* Document section

Taken from the McGill University Reporter - the University's Monthly Magazine on Campus Research (November 21, 2002)

Speaking of Montreal

By Maeve Haldane

Quick -- say "Mary was merry when she went to marry."


Linguistics professor Charles Boberg
PHOTO: Owen Egan

 
If you pronounced Mary, merry and marry differently, you are from a) New York, b) England or c) Montreal.

"In English, variations tell you where people come from," says Linguistics professor Charles Boberg. As for the above sentence, most North American English speakers pronounce the words m/ary/erry/arry the same way, save for us Montrealers, who distinguish between "merry" and "marry," and our New York cousins, who differentiate them all, just like the British.

How the world's languages are rendered is the stuff of linguists. Boberg specializes in North American varieties of spoken English; and has turned his finely tuned ear towards Montreal.

Boberg says a good listener can tell what region folks are from by the vocabulary they use. If a group is casually discussing furniture and one fellow refers to his chesterfield, he's probably an older Canadian (whose daughter nonetheless might say "couch"). An American west coaster's soda is a Midwesterner's pop is an old-school Bostonian's tonic. To us Montrealers they are soft drinks, and pop to the rest of Canada. If a new gal in the office calls the water fountain a bubbler, impress her by guessing she's from Milwaukee. And where else in North America would you hear an English speaker say, "I'll take the autoroute to the dépanneur"?

Distinctions can be heard in grammatical structure, too. For example, as a social indicator, "I didn't buy no apples," would be said by someone who is working class, or trying to be, yet the semantic meaning, "I didn't buy any apples" is clear.

* Data entries
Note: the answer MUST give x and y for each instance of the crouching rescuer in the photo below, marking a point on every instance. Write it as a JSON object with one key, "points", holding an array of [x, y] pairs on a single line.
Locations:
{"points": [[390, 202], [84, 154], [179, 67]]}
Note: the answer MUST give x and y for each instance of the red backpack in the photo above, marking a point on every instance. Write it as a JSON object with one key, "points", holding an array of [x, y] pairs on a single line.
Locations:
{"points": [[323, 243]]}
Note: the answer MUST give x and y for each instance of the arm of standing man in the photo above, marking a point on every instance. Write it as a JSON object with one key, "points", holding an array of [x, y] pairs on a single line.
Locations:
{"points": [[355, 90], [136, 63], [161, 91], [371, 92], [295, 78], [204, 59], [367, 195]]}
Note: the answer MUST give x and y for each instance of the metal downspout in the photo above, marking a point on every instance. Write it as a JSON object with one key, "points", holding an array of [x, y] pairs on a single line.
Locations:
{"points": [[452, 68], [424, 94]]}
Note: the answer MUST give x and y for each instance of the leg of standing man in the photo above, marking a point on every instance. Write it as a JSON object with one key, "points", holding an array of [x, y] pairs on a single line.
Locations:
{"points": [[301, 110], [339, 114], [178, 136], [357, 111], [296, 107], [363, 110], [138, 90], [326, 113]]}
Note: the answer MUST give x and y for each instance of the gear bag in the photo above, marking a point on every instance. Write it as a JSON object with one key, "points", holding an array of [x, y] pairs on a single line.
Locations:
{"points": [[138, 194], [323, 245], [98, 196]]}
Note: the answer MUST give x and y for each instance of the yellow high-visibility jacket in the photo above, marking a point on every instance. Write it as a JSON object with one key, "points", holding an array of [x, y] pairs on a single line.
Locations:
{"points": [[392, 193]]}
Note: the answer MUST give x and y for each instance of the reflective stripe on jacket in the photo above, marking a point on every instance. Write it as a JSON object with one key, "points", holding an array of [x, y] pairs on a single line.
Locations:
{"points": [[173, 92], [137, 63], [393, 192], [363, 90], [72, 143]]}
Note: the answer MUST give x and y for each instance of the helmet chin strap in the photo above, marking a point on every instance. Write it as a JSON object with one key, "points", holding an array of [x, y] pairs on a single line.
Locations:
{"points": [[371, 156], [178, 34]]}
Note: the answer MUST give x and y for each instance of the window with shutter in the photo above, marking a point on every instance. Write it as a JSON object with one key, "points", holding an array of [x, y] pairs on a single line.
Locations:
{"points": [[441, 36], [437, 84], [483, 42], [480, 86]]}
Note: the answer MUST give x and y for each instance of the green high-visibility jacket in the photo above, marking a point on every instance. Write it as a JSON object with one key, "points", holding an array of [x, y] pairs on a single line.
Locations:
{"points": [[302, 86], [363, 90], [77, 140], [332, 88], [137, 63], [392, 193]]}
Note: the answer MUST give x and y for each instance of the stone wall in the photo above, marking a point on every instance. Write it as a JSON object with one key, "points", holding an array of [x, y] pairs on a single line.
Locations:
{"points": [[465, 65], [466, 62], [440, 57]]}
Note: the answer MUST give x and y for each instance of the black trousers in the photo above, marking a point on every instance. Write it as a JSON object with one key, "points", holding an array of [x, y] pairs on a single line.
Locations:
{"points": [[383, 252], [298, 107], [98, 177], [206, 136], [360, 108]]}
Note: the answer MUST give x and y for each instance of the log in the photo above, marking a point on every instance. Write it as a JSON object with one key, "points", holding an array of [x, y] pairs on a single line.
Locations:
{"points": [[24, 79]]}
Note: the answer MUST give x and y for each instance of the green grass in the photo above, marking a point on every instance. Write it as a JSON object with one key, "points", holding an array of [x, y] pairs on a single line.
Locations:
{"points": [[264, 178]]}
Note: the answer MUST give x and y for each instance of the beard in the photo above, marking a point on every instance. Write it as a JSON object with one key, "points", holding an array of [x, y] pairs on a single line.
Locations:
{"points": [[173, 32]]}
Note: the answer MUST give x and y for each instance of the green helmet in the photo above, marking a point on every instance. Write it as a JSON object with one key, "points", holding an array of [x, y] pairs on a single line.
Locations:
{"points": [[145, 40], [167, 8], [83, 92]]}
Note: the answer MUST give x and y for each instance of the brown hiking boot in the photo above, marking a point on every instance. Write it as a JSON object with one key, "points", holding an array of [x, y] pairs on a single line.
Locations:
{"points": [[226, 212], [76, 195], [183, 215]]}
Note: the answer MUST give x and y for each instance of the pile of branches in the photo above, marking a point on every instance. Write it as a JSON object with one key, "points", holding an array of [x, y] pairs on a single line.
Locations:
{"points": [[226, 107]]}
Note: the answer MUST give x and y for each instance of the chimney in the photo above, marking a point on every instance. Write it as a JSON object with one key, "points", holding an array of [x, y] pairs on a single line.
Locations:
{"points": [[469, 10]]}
...
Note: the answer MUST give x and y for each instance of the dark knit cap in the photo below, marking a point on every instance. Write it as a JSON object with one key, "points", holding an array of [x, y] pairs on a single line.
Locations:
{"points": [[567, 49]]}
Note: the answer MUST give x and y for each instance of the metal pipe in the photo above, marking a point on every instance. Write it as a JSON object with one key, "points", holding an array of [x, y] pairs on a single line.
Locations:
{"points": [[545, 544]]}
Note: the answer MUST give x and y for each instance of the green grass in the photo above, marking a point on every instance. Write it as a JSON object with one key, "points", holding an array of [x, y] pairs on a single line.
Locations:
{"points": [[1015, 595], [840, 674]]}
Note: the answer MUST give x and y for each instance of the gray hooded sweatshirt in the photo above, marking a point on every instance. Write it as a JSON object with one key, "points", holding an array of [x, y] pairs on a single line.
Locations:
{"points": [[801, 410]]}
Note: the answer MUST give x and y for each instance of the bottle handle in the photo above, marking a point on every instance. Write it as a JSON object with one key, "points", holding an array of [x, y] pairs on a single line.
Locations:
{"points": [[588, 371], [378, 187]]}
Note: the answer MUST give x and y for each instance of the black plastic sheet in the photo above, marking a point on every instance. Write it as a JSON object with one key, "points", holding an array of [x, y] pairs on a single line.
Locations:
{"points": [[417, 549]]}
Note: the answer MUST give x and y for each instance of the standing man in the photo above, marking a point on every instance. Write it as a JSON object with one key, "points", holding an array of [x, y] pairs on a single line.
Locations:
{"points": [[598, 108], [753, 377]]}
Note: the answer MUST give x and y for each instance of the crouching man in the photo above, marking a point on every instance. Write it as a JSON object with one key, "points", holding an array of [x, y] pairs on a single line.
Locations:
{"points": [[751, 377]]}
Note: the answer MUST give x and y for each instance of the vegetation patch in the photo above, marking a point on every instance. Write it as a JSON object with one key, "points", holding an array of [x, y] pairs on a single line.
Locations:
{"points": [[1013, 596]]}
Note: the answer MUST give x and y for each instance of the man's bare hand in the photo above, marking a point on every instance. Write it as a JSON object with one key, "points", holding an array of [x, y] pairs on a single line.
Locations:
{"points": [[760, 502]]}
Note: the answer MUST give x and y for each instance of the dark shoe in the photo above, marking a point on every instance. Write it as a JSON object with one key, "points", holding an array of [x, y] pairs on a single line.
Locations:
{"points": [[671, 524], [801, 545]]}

* Short task
Reproduce the article on Montreal English from "If you pronounced" to "ear towards Montreal.", word for word.

* Response to the exercise
If you pronounced Mary, merry and marry differently, you are from a) New York, b) England or c) Montreal.

"In English, variations tell you where people come from," says Linguistics professor Charles Boberg. As for the above sentence, most North American English speakers pronounce the words m/ary/erry/arry the same way, save for us Montrealers, who distinguish between "merry" and "marry," and our New York cousins, who differentiate them all, just like the British.

How the world's languages are rendered is the stuff of linguists. Boberg specializes in North American varieties of spoken English; and has turned his finely tuned ear towards Montreal.